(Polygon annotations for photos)
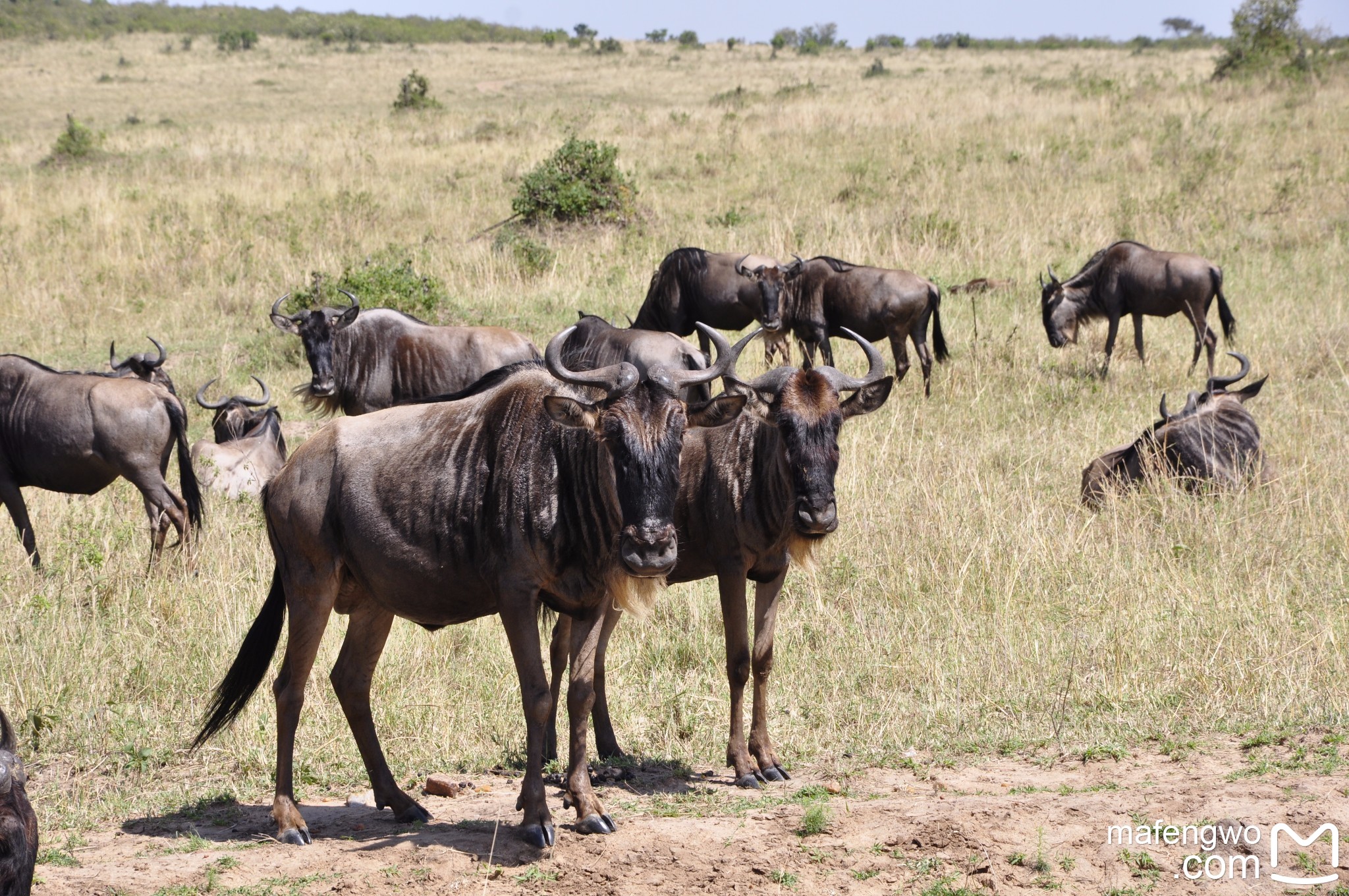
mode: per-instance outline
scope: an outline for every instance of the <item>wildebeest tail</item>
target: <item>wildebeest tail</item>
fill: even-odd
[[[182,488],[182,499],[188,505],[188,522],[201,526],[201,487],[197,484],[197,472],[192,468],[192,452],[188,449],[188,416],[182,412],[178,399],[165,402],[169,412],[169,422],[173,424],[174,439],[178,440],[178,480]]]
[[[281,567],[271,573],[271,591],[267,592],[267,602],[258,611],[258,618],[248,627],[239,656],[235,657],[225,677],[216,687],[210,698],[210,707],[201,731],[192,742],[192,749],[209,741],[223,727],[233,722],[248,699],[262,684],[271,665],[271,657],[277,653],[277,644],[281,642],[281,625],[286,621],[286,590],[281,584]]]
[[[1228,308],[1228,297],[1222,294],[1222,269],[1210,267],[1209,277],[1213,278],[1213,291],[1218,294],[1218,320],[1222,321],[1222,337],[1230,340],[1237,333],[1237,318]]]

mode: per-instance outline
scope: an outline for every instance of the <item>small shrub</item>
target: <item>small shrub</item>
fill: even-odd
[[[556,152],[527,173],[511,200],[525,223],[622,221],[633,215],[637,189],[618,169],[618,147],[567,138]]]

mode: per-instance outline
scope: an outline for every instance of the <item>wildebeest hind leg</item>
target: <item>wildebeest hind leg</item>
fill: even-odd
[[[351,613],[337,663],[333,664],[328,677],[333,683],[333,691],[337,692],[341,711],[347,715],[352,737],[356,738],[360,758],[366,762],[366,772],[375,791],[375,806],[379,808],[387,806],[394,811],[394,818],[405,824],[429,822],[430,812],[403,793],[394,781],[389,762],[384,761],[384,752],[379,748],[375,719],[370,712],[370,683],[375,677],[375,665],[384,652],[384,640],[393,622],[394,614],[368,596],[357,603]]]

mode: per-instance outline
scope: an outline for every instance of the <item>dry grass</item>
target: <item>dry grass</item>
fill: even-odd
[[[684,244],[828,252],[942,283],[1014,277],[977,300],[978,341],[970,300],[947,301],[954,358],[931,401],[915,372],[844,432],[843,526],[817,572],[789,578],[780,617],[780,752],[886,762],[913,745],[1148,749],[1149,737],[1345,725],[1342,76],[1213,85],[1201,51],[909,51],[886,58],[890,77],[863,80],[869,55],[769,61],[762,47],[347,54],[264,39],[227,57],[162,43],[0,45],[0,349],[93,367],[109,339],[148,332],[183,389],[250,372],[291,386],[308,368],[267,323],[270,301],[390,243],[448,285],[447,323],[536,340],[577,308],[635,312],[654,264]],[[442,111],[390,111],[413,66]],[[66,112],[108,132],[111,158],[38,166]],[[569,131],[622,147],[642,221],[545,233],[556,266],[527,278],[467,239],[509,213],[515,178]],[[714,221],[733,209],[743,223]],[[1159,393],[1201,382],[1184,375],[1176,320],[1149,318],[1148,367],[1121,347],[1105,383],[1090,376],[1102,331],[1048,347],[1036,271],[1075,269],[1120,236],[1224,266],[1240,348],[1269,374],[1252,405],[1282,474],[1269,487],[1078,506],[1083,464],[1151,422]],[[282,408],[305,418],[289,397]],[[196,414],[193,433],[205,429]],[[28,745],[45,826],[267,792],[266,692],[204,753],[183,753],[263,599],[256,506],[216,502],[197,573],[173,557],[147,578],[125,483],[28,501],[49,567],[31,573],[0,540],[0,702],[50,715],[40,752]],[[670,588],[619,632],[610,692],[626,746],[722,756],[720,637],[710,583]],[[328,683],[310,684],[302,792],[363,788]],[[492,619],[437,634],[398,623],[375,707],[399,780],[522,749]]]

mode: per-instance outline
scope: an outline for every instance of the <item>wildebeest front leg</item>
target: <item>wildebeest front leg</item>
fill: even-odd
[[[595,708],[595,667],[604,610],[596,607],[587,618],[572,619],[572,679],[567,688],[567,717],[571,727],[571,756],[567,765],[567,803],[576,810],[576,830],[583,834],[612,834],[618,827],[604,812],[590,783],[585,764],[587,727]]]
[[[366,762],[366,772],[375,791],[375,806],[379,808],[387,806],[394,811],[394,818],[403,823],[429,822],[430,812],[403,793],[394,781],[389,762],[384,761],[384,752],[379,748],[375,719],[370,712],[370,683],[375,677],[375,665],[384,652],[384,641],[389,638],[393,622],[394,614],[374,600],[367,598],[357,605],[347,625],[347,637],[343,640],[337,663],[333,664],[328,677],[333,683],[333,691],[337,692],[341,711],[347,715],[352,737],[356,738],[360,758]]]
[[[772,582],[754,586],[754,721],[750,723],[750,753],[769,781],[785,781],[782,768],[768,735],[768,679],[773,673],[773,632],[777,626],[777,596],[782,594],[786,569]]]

> TASK OBJECTIVE: Give an exact reproduction of every line, leaving out any picture.

> EXPECTED ANSWER:
mode: per-instance outline
scope: an outline for every instance of the <item>wildebeest tail</item>
target: <item>wildebeest tail</item>
fill: even-odd
[[[182,488],[182,499],[188,505],[188,522],[201,526],[201,487],[197,484],[197,472],[192,468],[192,452],[188,449],[188,416],[182,412],[178,399],[165,402],[169,412],[169,422],[173,424],[174,439],[178,440],[178,480]]]
[[[281,567],[271,573],[271,591],[267,592],[267,602],[258,611],[258,618],[248,627],[239,656],[235,657],[225,677],[216,687],[210,698],[210,707],[201,731],[192,742],[192,749],[209,741],[223,727],[233,722],[248,699],[262,684],[271,665],[271,657],[277,653],[277,644],[281,642],[281,625],[286,621],[286,590],[281,584]]]
[[[1228,308],[1228,297],[1222,294],[1222,269],[1210,267],[1209,277],[1213,278],[1213,291],[1218,294],[1218,320],[1222,321],[1222,337],[1230,340],[1237,333],[1237,318]]]

mode: per-instance outline
scope: an outline for every instance of the <item>small shrub</item>
target: <item>small shrub</item>
fill: even-odd
[[[556,152],[527,173],[511,200],[525,223],[622,221],[633,215],[637,189],[618,169],[618,147],[567,138]]]

mode: per-instance outline
scope: an outline for every instance of the <item>wildebeest hind leg</item>
target: <item>wildebeest hind leg</item>
fill: even-odd
[[[351,613],[337,663],[333,664],[328,677],[333,683],[333,691],[337,692],[341,711],[347,715],[352,737],[356,738],[360,758],[366,762],[366,772],[375,791],[375,806],[379,808],[387,806],[394,811],[394,818],[405,824],[429,822],[430,812],[403,793],[394,781],[389,762],[384,761],[384,752],[379,748],[375,719],[370,712],[370,683],[375,677],[375,665],[384,652],[384,640],[393,622],[394,614],[368,596],[357,603]]]

mode: per-instance outline
scope: an outline for every instance of the <item>dry grass</item>
target: <item>dry grass</item>
fill: even-odd
[[[684,244],[828,252],[942,283],[1014,277],[977,300],[978,341],[970,300],[947,301],[954,358],[931,401],[915,372],[844,432],[843,526],[817,572],[789,578],[780,617],[780,752],[886,762],[913,745],[1148,749],[1149,737],[1345,725],[1342,76],[1213,85],[1201,51],[909,51],[886,58],[890,77],[863,80],[869,55],[769,61],[762,47],[347,54],[264,39],[227,57],[162,43],[0,45],[0,349],[93,367],[109,339],[148,332],[183,389],[250,372],[291,386],[308,368],[267,323],[270,301],[390,243],[448,285],[447,323],[536,340],[577,308],[635,312],[654,264]],[[442,111],[390,111],[413,66]],[[66,112],[108,132],[111,158],[38,166]],[[569,131],[622,147],[642,221],[545,233],[556,266],[527,278],[467,239],[509,213],[515,178]],[[714,221],[733,209],[743,223]],[[1159,393],[1201,382],[1184,375],[1176,320],[1149,318],[1148,367],[1121,347],[1105,383],[1090,376],[1102,331],[1048,347],[1036,271],[1075,269],[1120,236],[1224,266],[1240,348],[1269,374],[1252,405],[1282,474],[1269,487],[1078,506],[1083,464],[1151,422]],[[282,408],[305,418],[289,397]],[[196,414],[193,433],[205,429]],[[28,745],[45,826],[267,792],[266,692],[204,753],[183,753],[263,599],[256,506],[216,502],[197,573],[173,557],[147,578],[125,483],[28,501],[49,567],[31,573],[0,540],[0,702],[50,715],[40,752]],[[670,588],[619,632],[610,692],[626,746],[722,756],[720,637],[710,583]],[[328,683],[310,684],[302,792],[363,788]],[[492,619],[437,634],[398,623],[375,707],[399,780],[522,749]]]

mode: per-instance outline
scope: an outline for every instance of the <item>wildebeest front leg</item>
target: <item>wildebeest front leg</item>
fill: even-odd
[[[595,708],[595,667],[604,610],[596,607],[587,618],[572,619],[572,679],[567,688],[567,717],[571,727],[571,756],[567,765],[567,803],[576,810],[576,830],[583,834],[612,834],[618,827],[604,812],[590,783],[585,764],[587,727]]]
[[[366,762],[366,772],[375,791],[375,806],[379,808],[387,806],[394,811],[394,818],[403,823],[429,822],[430,812],[403,793],[394,781],[389,762],[384,761],[384,752],[379,748],[375,719],[370,712],[370,683],[375,677],[375,665],[384,652],[384,641],[389,638],[393,622],[394,614],[374,600],[367,598],[357,605],[347,625],[347,637],[343,640],[337,663],[333,664],[328,677],[333,683],[333,691],[337,692],[341,711],[347,715],[352,737],[356,738],[360,758]]]
[[[772,582],[754,586],[754,721],[750,723],[750,753],[769,781],[785,781],[782,768],[768,735],[768,679],[773,673],[773,632],[777,626],[777,596],[782,594],[786,569]]]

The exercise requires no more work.